Work to complete:
[1] From the forum thread about Three Wheels Coffee below, copy word for word the passage that begins at the words "## simontc (May" and stops after "cart open until???".
[2] In the forum thread about Three Wheels Coffee below, whose coffee does the cart at London Bridge Station serve?

Source extract:

━━━━━━━━━━━━━━━━━━━━

# Three Wheels Coffee, London Bridge Station



## Dicci (Feb 9, 2015)

I mentioned this briefly in another post so thought I should give the guys a proper shout. Three Wheels is a coffee cart at London Bridge Station serving Volcano Coffee Works coffee very very well. They seem very knowledgeable about their coffee and always seem happy to have a chat with obsessives like myself as to brew methods etc.! Unfortunately, you wouldn't know it was there unless you knew it was there.....if that makes sense!

It's downstairs on the tube level. As you exit toward the shard they're tucked away on the right hand side down the corridor. Well worth a try.

They're hoping to get one of the new store fronts to have as an espresso bar..


----------



## Fevmeister (Oct 21, 2013)

volcano coffee works is on my list of roasters to try, anyone else got any opinions on them?


----------



## Colio07 (Mar 9, 2015)

Don't forget London Grind, which is just outside of London Bridge station on the southern end of London Bridge. Excellent coffee and latte art served up by @Scotford


----------



## simontc (May 21, 2014)

Fevmeister said:


> volcano coffee works is on my list of roasters to try, anyone else got any opinions on them?


I tried a shot from them in a place in Clapham ... Was definitely mega yum.

What time is this coffee cart open until???


----------



## Scotford (Apr 24, 2014)

Volcano are a great roaster. Didn't realise Ross was at ldn bridge... Had a long chat with him when I was in SUA. Will pop over and say hi.


----------

━━━━━━━━━━━━━━━━━━━━

Stored records:
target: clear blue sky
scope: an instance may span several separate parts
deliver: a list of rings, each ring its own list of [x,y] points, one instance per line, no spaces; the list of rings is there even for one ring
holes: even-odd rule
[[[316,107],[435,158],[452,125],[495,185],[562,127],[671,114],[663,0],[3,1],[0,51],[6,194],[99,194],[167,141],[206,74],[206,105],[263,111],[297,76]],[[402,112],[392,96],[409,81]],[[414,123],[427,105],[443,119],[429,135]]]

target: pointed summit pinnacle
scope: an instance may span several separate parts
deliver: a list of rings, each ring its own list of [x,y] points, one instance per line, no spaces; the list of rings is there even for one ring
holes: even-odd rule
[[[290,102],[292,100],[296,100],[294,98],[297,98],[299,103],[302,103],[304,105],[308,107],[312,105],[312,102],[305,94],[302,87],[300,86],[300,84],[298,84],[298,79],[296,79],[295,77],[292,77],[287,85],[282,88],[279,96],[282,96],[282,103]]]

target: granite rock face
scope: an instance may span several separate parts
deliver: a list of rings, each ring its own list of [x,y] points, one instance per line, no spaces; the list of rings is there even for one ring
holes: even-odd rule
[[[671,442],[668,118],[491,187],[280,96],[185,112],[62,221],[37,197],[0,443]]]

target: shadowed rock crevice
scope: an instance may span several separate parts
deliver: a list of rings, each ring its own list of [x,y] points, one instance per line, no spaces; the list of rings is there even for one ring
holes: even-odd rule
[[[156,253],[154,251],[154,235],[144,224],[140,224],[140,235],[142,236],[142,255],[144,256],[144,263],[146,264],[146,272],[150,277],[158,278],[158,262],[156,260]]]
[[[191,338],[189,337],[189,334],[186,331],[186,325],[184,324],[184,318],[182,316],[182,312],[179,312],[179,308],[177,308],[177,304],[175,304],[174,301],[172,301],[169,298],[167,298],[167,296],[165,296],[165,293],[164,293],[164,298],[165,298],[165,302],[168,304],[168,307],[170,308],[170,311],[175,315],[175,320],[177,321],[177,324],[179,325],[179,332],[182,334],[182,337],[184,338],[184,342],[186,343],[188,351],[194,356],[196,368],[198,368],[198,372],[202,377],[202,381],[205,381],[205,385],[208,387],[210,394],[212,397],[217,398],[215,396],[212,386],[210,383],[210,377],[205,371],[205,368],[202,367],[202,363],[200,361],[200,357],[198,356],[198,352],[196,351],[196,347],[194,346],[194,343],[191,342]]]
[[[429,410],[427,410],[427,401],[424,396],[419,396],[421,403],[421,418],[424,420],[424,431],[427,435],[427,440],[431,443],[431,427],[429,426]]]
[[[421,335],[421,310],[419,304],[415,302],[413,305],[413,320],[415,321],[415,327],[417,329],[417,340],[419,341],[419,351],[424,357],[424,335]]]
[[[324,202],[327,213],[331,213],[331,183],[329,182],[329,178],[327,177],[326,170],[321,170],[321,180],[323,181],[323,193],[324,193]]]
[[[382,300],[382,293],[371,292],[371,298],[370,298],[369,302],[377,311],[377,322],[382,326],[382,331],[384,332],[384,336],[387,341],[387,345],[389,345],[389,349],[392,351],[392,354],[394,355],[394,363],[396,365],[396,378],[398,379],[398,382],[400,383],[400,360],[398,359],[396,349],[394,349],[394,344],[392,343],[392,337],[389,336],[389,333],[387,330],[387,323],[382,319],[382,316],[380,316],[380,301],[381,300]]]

━━━━━━━━━━━━━━━━━━━━

Exercise results:
[1]
## simontc (May 21, 2014)

Fevmeister said:


> volcano coffee works is on my list of roasters to try, anyone else got any opinions on them?


I tried a shot from them in a place in Clapham ... Was definitely mega yum.

What time is this coffee cart open until???

[2] Volcano Coffee Works